Text |
House of Cop-out

This article was originally published on Ferretbrain. I’ve backdated it to its original Ferretbrain publication date but it may have been edited and amended since its original appearance.

In principle, I should love House of Leaves, given that it’s a literary horror novel and also an experiment in using the printed word in a startling and unconventional way. Certainly, some of its imagery has proved haunting enough over the years to prompt me to give it another go recently, having forgotten most of what I disliked about it. This second reading has confirmed my impressions of the first: namely, that there’s a bunch of interesting experiments going on with it, and author Mark Z. Danielewski actually manages to keep them going for substantially longer than I’d have expected, but at the same time the ending is trite and irritating to the point of ruining the whole endeavour for me, and whilst it is an interesting puzzle it doesn’t quite feel worth the effort it takes to unpick it.

Job 1 |
Copy out the rows below, from the line containing "written like (399,306)." through the end of the rows, inclusive.
Job 2 |
Continue the review of House of Leaves from the point where it stops.

Provided records |
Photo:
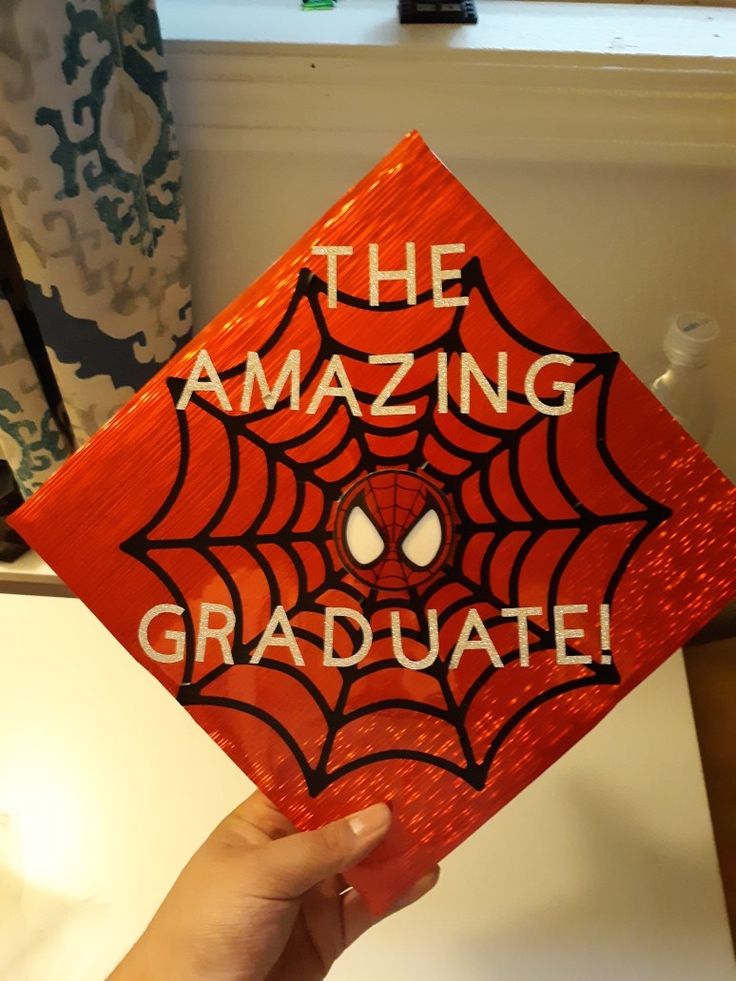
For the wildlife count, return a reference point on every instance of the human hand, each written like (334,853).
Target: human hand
(260,901)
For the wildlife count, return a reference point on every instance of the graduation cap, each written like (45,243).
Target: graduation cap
(397,525)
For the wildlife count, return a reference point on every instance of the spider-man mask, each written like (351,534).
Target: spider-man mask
(393,529)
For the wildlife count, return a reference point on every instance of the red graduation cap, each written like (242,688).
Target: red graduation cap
(397,525)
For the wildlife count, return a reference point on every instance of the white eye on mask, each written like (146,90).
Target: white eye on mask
(362,538)
(422,542)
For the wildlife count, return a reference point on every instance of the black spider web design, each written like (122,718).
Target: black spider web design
(643,517)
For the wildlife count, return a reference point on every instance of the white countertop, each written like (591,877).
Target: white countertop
(603,869)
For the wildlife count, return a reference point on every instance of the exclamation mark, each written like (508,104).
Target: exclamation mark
(605,633)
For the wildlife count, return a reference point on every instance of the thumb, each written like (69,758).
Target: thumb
(288,867)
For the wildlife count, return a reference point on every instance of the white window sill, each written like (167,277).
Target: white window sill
(504,26)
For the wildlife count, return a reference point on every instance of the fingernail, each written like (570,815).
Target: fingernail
(371,821)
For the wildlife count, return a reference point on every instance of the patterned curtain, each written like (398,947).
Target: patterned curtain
(94,291)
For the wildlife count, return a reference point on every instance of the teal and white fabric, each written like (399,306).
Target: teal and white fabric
(90,193)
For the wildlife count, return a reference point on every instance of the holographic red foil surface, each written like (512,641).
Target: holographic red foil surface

Task result 1 |
For the wildlife count, return a reference point on every instance of the teal and white fabric, each written like (399,306).
Target: teal and white fabric
(90,193)
For the wildlife count, return a reference point on every instance of the holographic red foil surface, each written like (512,641).
Target: holographic red foil surface

Task result 2 |
Like any good post-modernist, Danielewski has a distinct interest in texts and their interpretation and deconstruction, and House of Leaves presents a sort of multi-layered onion of texts (with a few associated pieces presented in the appendices). The core text the whole story surrounds is The Navidson Record, a film – purportedly a documentary – put together by Pulitzer-winning photojournalist Will Navidson and his partner Karen Green. The film chronicles the bizarre events that ensue when Will, Karen, and their two children move into a new home on Ash Tree Lane in a quiet region of Virginia; Will first becomes aware that something is up with their new home when he realises that the internal measurements exceed the externals by about half an inch, and once he calls in favours from his slacker brother Tom and his engineering professor friend Billy Reston even greater impossibilities arise: the disparity in the size of the interior rooms increases to at least a foot, a passageway spontaneously appears between Will and Karen’s room and the kids’ room, and a doorway appears in the living room which didn’t used to be there.

The living room door should lead to the outside – but the exterior wall on the opposite side shows nothing. In fact, beyond the living room door lies a vast, impossible, constantly shifting labyrinth of pitch-black featureless corridors – a labyrinth Will is determined to explore, and which Karen is absolutely terrified of. Roping in a team led by experienced explorer Holloway Roberts, Navidson and his allies undertake a series of expeditions which eventually lead to a horrendous disaster, but also turns out to be the key to the healing of Will and Karen’s relationship.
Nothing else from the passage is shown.